#### [TASK DESCRIPTION]
Copy the data. Keep every character as given.

────────────────────

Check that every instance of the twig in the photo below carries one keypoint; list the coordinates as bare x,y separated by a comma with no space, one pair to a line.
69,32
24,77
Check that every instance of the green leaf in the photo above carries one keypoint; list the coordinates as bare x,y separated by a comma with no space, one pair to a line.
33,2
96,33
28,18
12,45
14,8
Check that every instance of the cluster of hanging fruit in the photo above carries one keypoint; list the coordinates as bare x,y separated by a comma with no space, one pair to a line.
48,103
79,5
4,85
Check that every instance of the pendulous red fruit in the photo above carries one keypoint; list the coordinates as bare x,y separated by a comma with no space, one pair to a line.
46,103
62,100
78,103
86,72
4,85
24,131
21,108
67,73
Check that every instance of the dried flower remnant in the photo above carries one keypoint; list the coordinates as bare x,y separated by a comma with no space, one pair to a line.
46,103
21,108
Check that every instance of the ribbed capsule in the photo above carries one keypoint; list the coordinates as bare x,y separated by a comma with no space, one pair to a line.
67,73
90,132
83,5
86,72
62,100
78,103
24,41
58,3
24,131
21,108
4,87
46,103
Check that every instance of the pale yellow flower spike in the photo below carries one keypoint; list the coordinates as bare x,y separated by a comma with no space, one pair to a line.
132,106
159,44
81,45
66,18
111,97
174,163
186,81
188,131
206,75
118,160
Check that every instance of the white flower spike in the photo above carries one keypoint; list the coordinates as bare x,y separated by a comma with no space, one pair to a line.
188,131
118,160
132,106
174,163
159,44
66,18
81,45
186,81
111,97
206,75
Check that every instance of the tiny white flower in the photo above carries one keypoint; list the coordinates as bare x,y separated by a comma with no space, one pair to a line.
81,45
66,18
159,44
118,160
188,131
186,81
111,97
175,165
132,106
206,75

────────────────────

#### [TASK RESPONSE]
Check that every instance of the twig in the photo below carries one keypoint; list the coordinates as bare x,y separated by a comma with no space, one pair to a line.
69,32
24,77
Check that every instance of the green leaf in the photo above carries one keypoint; list the coordinates as bare x,y separated by a comma with no space, one pair to a line.
33,2
96,33
28,18
12,45
14,8
Check that every instance of the cluster of hanging fruit in the photo above carries one keypoint; list the coordinates as bare x,y separated by a comma with no space, one pair to a line.
48,103
79,5
4,85
Check that every instance of the pendulous red fruit in the photo above carries one keypoint; list the coordinates as bare x,y separated by a comma with no space, one pair to a line.
46,103
62,100
78,103
86,72
4,85
24,131
21,108
67,73
Check that every instance of the dried flower remnant in the photo above carries one keypoint; list the coordinates as bare x,y separated by a comma with no space, one pair to a line.
46,103
21,108
Check that every instance of the ribbed capsule in the photo above carries one keypoint; list the coordinates as bare x,y separated by a comma with no space, one pair to a line.
67,73
90,132
83,5
86,72
62,100
78,103
24,41
58,3
24,131
21,108
4,87
46,103
Check that every instance of the pale yellow flower spike in the photo below carries one keypoint; list the coordinates as bare x,y separated by a comma with no space, one pair to a line.
132,106
159,44
81,45
66,18
111,97
174,163
186,81
188,131
206,75
118,160
Check that every instance of the white flower spike in the photo above carries one keypoint; list the coordinates as bare x,y separated by a comma with no space, one pair to a line.
188,131
118,160
132,106
174,163
159,44
66,18
81,45
186,81
111,97
206,75
Check that every instance of the tiny white flower in the photo above carries one keypoint; list the coordinates as bare x,y separated by a comma with no space, one pair to a line.
81,45
66,18
159,44
118,160
188,131
186,81
111,97
175,165
132,106
206,75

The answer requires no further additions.